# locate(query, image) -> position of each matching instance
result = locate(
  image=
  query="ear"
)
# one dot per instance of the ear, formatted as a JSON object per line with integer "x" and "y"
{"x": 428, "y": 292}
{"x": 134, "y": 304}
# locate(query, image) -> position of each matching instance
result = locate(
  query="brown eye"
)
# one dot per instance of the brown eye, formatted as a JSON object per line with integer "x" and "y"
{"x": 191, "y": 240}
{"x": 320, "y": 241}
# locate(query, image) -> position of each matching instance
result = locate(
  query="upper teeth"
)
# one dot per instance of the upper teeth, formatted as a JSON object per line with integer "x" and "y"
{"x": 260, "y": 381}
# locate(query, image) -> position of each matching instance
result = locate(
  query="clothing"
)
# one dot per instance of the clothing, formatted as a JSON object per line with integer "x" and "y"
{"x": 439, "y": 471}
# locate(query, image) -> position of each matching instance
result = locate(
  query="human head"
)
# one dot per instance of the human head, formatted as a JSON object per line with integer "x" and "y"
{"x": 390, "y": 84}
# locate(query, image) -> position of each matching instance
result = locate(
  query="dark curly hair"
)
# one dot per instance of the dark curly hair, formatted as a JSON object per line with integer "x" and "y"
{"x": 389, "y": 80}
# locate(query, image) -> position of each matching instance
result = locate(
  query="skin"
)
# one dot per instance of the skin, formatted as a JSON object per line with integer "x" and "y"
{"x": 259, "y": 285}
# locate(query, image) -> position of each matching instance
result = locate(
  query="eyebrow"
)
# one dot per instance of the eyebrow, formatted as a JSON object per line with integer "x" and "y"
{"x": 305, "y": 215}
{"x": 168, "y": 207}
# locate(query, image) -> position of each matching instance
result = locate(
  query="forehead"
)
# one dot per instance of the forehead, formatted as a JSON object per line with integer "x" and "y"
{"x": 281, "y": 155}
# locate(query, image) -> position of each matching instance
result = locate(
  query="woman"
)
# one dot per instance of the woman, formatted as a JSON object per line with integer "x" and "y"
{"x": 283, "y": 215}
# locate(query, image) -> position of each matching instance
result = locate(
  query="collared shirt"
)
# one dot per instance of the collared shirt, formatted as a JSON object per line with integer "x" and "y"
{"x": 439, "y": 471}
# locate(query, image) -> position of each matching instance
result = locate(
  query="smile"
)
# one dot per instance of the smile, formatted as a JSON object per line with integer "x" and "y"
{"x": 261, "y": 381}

▸ **Instructions for the task**:
Every entry shown above should be transcribed without alteration.

▸ **Exercise solution**:
# locate(query, image) -> position of each matching instance
result = locate(
  image=
  query="ear"
)
# one dot per instance of the ear, formatted as a JSON object per line with integer "x" and "y"
{"x": 428, "y": 292}
{"x": 134, "y": 304}
# locate(query, image) -> position of each matching instance
result = locate(
  query="brown eye"
)
# one dot per instance of the brown eye, formatted as a JSON object per line with integer "x" and "y"
{"x": 191, "y": 240}
{"x": 320, "y": 241}
# locate(query, image) -> position of each matching instance
result = locate(
  query="upper teeth"
)
# one dot per instance of the upper teeth, formatted as a JSON object per line with integer "x" and "y"
{"x": 260, "y": 381}
# locate(query, image) -> position of each matching instance
result = locate(
  query="clothing"
)
# one dot per instance of the clothing, formatted as a JSON object per line with integer "x" and "y"
{"x": 439, "y": 471}
# locate(query, image) -> position of each matching instance
result = locate(
  query="human head"
)
# one dot per instance of the human head, formatted as a JSON object per line with integer "x" and "y"
{"x": 390, "y": 84}
# locate(query, image) -> position of each matching instance
result = locate(
  query="dark curly hair"
)
# one dot per instance of the dark curly hair, formatted as a JSON object per line with integer "x" and "y"
{"x": 389, "y": 80}
# locate(query, image) -> position of each matching instance
result = locate(
  query="skin"
)
# one dot per instance of the skin, formatted as a JSON object per line with integer "x" and "y"
{"x": 259, "y": 285}
# locate(query, image) -> position of each matching instance
result = locate(
  query="eyebrow"
)
# one dot per instance of the eyebrow, formatted as a JSON object per line with integer "x" and "y"
{"x": 305, "y": 215}
{"x": 168, "y": 207}
# locate(query, image) -> position of each matching instance
result = locate(
  query="forehead"
)
# one dot per instance of the forehead, formatted as a JSON object per line with integer "x" and "y"
{"x": 281, "y": 155}
# locate(query, image) -> position of each matching instance
result = locate(
  query="woman"
)
# one dot per instance of the woman, formatted as a JSON object per line with integer "x" and "y"
{"x": 283, "y": 215}
# locate(query, image) -> position of each matching instance
result = locate(
  query="collared shirt"
)
# one dot per instance of the collared shirt, formatted as a JSON object per line with integer "x" and "y"
{"x": 439, "y": 471}
# locate(query, image) -> position of each matching instance
result = locate(
  query="smile"
)
# one dot per instance of the smile, formatted as a JSON object per line with integer "x" and "y"
{"x": 261, "y": 381}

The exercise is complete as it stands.